BEGIN Provided records

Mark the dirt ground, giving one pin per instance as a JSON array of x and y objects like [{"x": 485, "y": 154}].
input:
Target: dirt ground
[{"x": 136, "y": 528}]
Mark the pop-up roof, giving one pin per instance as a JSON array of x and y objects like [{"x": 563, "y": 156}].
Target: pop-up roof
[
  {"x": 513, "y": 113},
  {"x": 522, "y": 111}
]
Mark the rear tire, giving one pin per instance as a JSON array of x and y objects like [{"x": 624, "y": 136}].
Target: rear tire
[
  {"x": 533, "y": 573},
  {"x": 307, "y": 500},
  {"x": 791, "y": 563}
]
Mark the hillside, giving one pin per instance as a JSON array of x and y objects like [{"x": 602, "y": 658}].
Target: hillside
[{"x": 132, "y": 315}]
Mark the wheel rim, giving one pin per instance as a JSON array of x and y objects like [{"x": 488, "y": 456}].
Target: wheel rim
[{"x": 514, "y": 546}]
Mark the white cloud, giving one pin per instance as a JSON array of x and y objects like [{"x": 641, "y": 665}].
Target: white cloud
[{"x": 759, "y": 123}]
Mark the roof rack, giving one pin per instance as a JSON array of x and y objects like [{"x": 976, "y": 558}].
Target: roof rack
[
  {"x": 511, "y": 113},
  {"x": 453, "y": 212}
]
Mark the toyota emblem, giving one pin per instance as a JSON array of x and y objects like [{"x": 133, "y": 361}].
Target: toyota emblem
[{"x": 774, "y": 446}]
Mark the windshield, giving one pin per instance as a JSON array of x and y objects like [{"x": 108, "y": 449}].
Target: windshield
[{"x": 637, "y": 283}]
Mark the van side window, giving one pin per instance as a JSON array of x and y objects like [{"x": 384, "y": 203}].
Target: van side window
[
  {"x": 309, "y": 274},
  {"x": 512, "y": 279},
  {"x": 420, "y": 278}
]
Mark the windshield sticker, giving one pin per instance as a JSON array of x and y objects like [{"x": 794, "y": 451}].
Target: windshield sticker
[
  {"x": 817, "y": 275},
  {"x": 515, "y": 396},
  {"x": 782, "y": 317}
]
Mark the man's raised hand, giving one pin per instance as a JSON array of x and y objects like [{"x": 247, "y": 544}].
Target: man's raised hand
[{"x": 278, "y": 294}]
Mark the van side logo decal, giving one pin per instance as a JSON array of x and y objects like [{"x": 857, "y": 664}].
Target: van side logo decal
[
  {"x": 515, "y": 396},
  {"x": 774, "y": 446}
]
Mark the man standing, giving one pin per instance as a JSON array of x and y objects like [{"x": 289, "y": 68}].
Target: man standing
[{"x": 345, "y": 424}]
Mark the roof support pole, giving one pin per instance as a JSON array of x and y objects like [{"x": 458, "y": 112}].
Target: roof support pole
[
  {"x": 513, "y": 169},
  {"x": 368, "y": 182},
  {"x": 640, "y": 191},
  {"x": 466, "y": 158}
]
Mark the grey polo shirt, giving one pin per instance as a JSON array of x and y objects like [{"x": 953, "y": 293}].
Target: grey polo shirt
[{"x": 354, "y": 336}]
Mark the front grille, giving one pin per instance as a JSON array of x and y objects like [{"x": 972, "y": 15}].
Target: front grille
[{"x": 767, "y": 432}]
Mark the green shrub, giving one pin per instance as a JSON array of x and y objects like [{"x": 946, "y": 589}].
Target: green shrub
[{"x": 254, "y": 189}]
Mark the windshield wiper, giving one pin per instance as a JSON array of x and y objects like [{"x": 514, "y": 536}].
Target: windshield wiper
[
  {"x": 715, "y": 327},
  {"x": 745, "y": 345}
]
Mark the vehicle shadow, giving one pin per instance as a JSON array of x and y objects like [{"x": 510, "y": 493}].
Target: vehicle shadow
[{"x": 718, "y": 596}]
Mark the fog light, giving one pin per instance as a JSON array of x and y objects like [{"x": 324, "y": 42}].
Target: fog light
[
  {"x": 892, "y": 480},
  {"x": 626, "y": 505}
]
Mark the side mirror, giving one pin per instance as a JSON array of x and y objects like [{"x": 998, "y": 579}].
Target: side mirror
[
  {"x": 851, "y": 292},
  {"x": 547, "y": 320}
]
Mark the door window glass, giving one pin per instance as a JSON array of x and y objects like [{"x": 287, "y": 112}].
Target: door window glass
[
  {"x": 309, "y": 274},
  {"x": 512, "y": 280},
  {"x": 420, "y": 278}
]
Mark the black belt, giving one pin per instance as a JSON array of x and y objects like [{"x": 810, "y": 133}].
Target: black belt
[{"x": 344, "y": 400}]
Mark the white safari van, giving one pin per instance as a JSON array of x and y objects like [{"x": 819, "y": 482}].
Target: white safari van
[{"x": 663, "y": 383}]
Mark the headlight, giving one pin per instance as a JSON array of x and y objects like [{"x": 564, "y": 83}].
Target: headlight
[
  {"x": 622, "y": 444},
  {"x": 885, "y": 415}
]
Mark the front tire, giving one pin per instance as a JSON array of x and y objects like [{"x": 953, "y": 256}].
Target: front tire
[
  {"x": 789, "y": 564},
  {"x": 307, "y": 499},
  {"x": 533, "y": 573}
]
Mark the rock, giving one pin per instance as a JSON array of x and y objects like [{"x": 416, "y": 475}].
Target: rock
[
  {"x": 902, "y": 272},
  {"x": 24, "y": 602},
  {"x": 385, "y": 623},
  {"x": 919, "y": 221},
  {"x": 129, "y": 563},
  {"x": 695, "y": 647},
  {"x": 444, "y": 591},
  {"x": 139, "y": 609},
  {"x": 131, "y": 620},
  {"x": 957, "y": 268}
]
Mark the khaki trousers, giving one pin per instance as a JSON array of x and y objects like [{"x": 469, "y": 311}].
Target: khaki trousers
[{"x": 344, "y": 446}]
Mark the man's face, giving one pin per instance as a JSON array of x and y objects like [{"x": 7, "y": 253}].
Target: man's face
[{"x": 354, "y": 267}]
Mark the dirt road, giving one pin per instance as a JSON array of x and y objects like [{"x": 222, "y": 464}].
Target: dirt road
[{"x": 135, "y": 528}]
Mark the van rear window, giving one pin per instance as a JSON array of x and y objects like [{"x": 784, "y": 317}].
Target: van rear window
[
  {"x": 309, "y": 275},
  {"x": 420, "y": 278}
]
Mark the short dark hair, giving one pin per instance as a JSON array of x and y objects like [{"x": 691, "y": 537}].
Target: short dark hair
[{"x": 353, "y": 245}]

END Provided records

Exercise task: Copy all the lines, exactly.

Expected answer:
Mark the dirt ground, giving one pin per instance as a JSON array of x and y objects like [{"x": 485, "y": 154}].
input:
Target: dirt ground
[{"x": 136, "y": 528}]
Mark the pop-up roof, giving one pin per instance as a JSON array of x and y objects like [{"x": 563, "y": 156}].
Target: pop-up roof
[
  {"x": 513, "y": 113},
  {"x": 522, "y": 111}
]
Mark the rear tire, giving one pin per instance as a JSON array of x and y objects like [{"x": 624, "y": 136}].
Target: rear tire
[
  {"x": 533, "y": 573},
  {"x": 307, "y": 500},
  {"x": 791, "y": 563}
]
Mark the hillside, giving one pin per instance as a JSON array of x and y objects like [{"x": 602, "y": 658}].
Target: hillside
[{"x": 132, "y": 315}]
Mark the wheel rim, giving one pin per instance as a JSON array of x and y objects like [{"x": 488, "y": 456}].
Target: wheel rim
[{"x": 514, "y": 546}]
Mark the white cloud, giving one pin per instance as a JSON array of x and y objects like [{"x": 641, "y": 665}].
Target: white cloud
[{"x": 759, "y": 123}]
Mark the roof rack, giving one pin per instance as a JSON array of x and y objects like [{"x": 976, "y": 558}].
Target: roof rack
[
  {"x": 511, "y": 113},
  {"x": 453, "y": 212}
]
Mark the toyota emblem, giving one pin per instance as a JSON array of x and y objects like [{"x": 133, "y": 361}].
Target: toyota emblem
[{"x": 774, "y": 446}]
Mark the windshield, giving one pin per instance as a JSON array of x and y objects like [{"x": 108, "y": 449}].
Target: windshield
[{"x": 637, "y": 283}]
Mark the van side window, giving one pin per instance as a JSON array of x and y objects like [{"x": 384, "y": 203}].
Target: van side window
[
  {"x": 309, "y": 274},
  {"x": 512, "y": 279},
  {"x": 420, "y": 278}
]
Mark the windshield sticker, giving one pin per instance as a JSON array of x and y objects like [{"x": 794, "y": 451}].
Target: windshield sticker
[
  {"x": 817, "y": 275},
  {"x": 515, "y": 396},
  {"x": 782, "y": 317}
]
Mark the man's raised hand, giving one pin per instance as a JSON array of x and y objects like [{"x": 247, "y": 544}].
Target: man's raised hand
[{"x": 278, "y": 294}]
Mark the van side logo decal, giving one pin per instance as a JSON array of x and y objects like [{"x": 857, "y": 664}].
Target: van side logo decal
[
  {"x": 515, "y": 396},
  {"x": 774, "y": 446}
]
Mark the man standing, giving one pin per instance as a JSON array of x and y objects like [{"x": 289, "y": 68}].
Target: man standing
[{"x": 345, "y": 424}]
Mark the roof support pole, giving one pin per instance as a JSON array of x and y objects like [{"x": 458, "y": 112}].
Target: roof support pole
[
  {"x": 513, "y": 169},
  {"x": 368, "y": 182},
  {"x": 640, "y": 191},
  {"x": 466, "y": 158}
]
Mark the grey polo shirt, giving one pin per instance as a JSON array of x and y objects like [{"x": 953, "y": 293}].
Target: grey polo shirt
[{"x": 354, "y": 336}]
Mark the front grille, giving one pin per instance as a JSON array of x and y objects like [{"x": 972, "y": 15}].
Target: front grille
[{"x": 767, "y": 432}]
Mark the green shrub, giving one pin per instance as a JSON array of x and y objects like [{"x": 946, "y": 589}].
Target: green shrub
[{"x": 254, "y": 189}]
Mark the windshield wiper, giving one pin per instance as a JSON array of x and y objects like [{"x": 514, "y": 536}].
Target: windshield wiper
[
  {"x": 715, "y": 327},
  {"x": 745, "y": 345}
]
Mark the vehicle shadow, giving one pin per instance as a JSON array of x and y objects like [{"x": 510, "y": 493}].
Target: vehicle shadow
[{"x": 718, "y": 596}]
Mark the fog light, giving one pin per instance as a JSON array of x and y objects like [{"x": 324, "y": 42}].
Target: fog light
[
  {"x": 892, "y": 480},
  {"x": 626, "y": 505}
]
Mark the side mirror, giving one pin per instance as a JSON array of x and y objects like [{"x": 998, "y": 579}].
Target: side mirror
[
  {"x": 851, "y": 292},
  {"x": 547, "y": 320}
]
Mark the door window glass, giving one pin per instance as a JSON array of x and y objects like [{"x": 287, "y": 112}].
Target: door window glass
[
  {"x": 309, "y": 274},
  {"x": 512, "y": 280},
  {"x": 420, "y": 278}
]
Mark the black belt, giving one pin per instance as a JSON array of x and y objects like [{"x": 810, "y": 133}].
Target: black belt
[{"x": 344, "y": 400}]
Mark the white safari van, giving one pin per instance as a JSON array of x and y objects like [{"x": 819, "y": 482}].
Target: white safari van
[{"x": 663, "y": 383}]
Mark the headlight, giving one pin per instance as a JSON array of x and y objects like [{"x": 564, "y": 83}].
Target: headlight
[
  {"x": 622, "y": 444},
  {"x": 885, "y": 415}
]
Mark the front tire, giving one pin per instance as a JSON array of x and y objects like [{"x": 953, "y": 256}].
Target: front tire
[
  {"x": 789, "y": 564},
  {"x": 307, "y": 499},
  {"x": 533, "y": 573}
]
Mark the rock, giving one pin per instance as a JSON array of x and y objects like [{"x": 416, "y": 475}].
Target: rock
[
  {"x": 902, "y": 272},
  {"x": 24, "y": 602},
  {"x": 385, "y": 623},
  {"x": 919, "y": 221},
  {"x": 129, "y": 563},
  {"x": 695, "y": 647},
  {"x": 444, "y": 591},
  {"x": 139, "y": 609},
  {"x": 131, "y": 620},
  {"x": 957, "y": 268}
]
Mark the khaki trousers, giving one pin per instance as a JSON array of x and y objects like [{"x": 469, "y": 311}].
Target: khaki trousers
[{"x": 344, "y": 446}]
Mark the man's face, giving one pin per instance as a JSON array of x and y objects like [{"x": 7, "y": 253}].
Target: man's face
[{"x": 354, "y": 267}]
Mark the dirt road, giving one pin per instance as a JSON array of x and y objects like [{"x": 222, "y": 464}].
Target: dirt road
[{"x": 135, "y": 528}]
Mark the van rear window, giving one pin per instance as a JSON array of x and y objects like [{"x": 784, "y": 317}].
Target: van rear window
[
  {"x": 309, "y": 275},
  {"x": 420, "y": 278}
]
Mark the short dark hair, giving one pin per instance as a JSON array of x and y objects like [{"x": 691, "y": 537}].
Target: short dark hair
[{"x": 353, "y": 245}]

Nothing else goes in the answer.